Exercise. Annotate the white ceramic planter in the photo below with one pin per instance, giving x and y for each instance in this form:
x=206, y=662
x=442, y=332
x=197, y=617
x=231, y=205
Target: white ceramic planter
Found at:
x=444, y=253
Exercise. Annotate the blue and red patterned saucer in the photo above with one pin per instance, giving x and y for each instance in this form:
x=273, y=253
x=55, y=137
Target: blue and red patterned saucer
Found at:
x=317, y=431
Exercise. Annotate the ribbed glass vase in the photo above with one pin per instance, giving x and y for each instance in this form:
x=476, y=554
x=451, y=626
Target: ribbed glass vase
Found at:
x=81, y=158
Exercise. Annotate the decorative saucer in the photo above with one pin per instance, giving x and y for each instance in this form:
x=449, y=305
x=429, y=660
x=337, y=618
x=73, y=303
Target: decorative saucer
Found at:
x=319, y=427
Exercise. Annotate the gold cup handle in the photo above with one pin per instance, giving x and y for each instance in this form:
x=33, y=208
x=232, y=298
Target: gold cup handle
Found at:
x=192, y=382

#####

Try it.
Among the lines above, list those that contain the word "planter".

Written answer.
Exercise. Annotate the white ceramic planter in the photo below with one pin per instance, giving x and y for each instance in this form:
Target: white ceramic planter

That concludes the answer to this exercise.